### Exercises
[a] Please rewrite the paragraph of the review below that begins "As awesome as the Guédon reissue may be" as a short bulleted list that keeps its main facts.
[b] Decide whether each statement agrees with the review below. Answer yes or no for each and quote the words of the review that settle it.
(i) Karma first came out on La Voix du Globe in 1975.
(ii) Henri Guédon was born in Algeria.
(iii) Ouechesma was first released on vinyl.

### Given text
/---

For its first two releases, Montreuil, France-based label Outre National (not to be confused with at least three other labels all called Outernational) has brought two crucial albums back into circulation.

Twenty years ago, short lived France-based label Isma’a released Creole Love Calls- Rythmes Latin des Antilles, a double LP that captured 1970s-era dancefloor classics from the French Caribbean. Leading off the collection was “Karma,” a slightly foreboding track that gained intensity as it went, featuring a snaky synthesizer undercurrent and mountains of percussion. For those of us previously unaware of Martinique or Guadalupe as Afro-Latin musical forces from the era, much less labels such as Aux Ondes or Disques Vancances, the grooves on the collection were a revelation.


As it turns out, Henri Guédon, a Martinique-born sculptor and master percussionist, had been living in France since the early sixties, where he led bands as a musician and vocalist, releasing many albums up until his death in 2006. Karma, originally issued on French label La Voix du Globe in 1975 (an imprint largely focused on Algerian music), shows Guédon and company’s ability to synthesize Bomba, Tamboo, Biguine, and Zouk into a batch of tracks that have remained infectious. There are percussion-only workouts (“Racine”) as well as tracks gathering their energies from carnival sounds (“Can’naval Nou”). The entire LP suggests Latin jazz and features that eerie synth throughout. Considering the amount of Guédon’s music that has made it to compilations in recent years, not to mention a reissue of his 1974 LP Cosmozouk Percussion, it’s surprising it’s taken this long for Karma to get some much-deserved 21st century attention.


As awesome as the Guédon reissue may be, it’s Hocine Chaoui’s Ouechesma- originally released on a cassette in the 1980’s- that demands surrender from its listeners. Ouechesma is 6 tracks and 30 minutes of hardcore Chaoui, a Berber genre that took hold in Algeria’s Aures Mountains and was first waxed in the 1930s. Featuring sandstorm blasts from the Gaspa flute underpinned by electronic beats, Hocine’s vocals get into a call and response with the flute, kicking up dust and forcing the body to move. There are no chord changes to this stuff. It hits and rides until it ends. Well known and loved in Algeria and in French-Algerian communities, Hocine’s music is finally getting a bit of wider exposure thanks to this vinyl reissue. This gets my highest recommendation.

\---

### Source data
/---

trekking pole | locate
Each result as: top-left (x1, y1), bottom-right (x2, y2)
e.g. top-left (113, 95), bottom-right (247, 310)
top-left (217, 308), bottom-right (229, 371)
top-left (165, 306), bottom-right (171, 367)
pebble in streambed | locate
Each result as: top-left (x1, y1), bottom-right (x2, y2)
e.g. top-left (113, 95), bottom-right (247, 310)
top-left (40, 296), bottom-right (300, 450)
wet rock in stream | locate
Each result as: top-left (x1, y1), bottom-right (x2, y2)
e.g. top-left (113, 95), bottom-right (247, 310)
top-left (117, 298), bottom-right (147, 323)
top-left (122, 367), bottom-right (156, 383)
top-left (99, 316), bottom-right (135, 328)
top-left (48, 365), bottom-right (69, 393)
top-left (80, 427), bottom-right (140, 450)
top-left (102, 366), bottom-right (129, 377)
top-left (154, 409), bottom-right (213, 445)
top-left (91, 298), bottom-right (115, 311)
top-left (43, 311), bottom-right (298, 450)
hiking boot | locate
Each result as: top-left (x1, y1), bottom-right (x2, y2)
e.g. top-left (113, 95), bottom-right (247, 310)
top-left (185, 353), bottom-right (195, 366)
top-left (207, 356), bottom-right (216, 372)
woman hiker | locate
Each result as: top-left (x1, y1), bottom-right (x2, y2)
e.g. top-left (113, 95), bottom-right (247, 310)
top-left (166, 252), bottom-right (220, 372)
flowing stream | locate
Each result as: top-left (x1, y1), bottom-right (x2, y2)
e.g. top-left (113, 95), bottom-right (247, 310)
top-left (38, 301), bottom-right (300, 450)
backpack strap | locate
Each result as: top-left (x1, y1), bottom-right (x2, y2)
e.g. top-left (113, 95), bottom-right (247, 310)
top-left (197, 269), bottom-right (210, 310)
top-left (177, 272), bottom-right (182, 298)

\---
/---

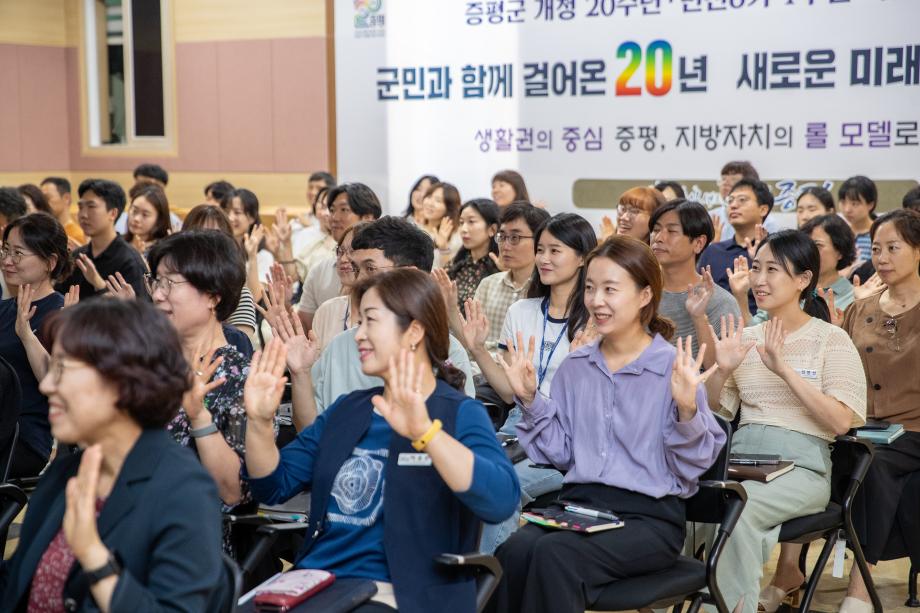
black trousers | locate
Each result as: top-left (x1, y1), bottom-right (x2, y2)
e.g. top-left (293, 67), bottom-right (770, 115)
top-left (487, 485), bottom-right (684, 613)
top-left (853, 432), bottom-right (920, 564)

\---
/---

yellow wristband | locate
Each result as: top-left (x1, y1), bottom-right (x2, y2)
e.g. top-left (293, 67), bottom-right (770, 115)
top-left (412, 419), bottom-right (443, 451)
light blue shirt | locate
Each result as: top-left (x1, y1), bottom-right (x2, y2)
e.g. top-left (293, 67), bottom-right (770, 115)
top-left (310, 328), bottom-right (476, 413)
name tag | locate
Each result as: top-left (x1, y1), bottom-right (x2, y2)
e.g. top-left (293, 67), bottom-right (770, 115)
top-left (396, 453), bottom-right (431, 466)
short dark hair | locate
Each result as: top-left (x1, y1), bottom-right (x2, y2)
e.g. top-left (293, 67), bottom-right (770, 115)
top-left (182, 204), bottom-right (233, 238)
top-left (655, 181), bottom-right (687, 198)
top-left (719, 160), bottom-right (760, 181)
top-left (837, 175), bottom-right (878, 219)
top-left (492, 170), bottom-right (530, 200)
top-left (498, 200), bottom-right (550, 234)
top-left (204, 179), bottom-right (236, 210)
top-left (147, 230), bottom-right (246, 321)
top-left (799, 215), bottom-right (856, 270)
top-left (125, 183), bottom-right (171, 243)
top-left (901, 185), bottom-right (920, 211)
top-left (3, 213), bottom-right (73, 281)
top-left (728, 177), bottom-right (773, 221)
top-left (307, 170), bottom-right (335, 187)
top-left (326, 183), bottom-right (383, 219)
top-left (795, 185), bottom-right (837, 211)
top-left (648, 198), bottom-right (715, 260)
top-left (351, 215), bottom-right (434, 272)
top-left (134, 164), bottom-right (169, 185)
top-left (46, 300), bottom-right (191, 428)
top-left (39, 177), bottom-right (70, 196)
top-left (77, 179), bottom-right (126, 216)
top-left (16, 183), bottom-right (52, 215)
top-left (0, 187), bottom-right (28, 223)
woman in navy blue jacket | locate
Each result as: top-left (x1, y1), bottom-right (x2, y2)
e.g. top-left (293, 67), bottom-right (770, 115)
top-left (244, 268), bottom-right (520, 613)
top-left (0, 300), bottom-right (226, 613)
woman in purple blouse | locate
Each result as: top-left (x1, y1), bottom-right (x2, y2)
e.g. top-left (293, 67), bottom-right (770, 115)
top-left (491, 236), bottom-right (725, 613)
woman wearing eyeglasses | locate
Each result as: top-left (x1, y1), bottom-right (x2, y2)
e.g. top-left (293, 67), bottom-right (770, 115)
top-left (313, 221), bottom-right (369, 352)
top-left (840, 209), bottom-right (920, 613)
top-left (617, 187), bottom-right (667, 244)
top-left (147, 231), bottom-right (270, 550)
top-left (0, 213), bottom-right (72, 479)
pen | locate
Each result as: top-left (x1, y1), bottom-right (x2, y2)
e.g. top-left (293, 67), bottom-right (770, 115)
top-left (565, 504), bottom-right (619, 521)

\---

### Outputs for the tasks
[a]
- Hocine Chaoui's Ouechesma was first released on cassette in the 1980s.
- It holds 6 tracks and 30 minutes of hardcore Chaoui, a Berber genre that took hold in Algeria's Aures Mountains and was first recorded in the 1930s.
- Blasts from the Gaspa flute sit over electronic beats, and Hocine's vocals trade call and response with the flute.
- The music has no chord changes and drives steadily until it ends.
- Hocine is well known and loved in Algeria and in French-Algerian communities, and this vinyl reissue is bringing the music wider exposure.
- The album gets the writer's highest recommendation.

[b]
(i) Yes: "originally issued on French label La Voix du Globe in 1975"
(ii) No: "a Martinique-born sculptor and master percussionist"
(iii) No: "originally released on a cassette in the 1980’s"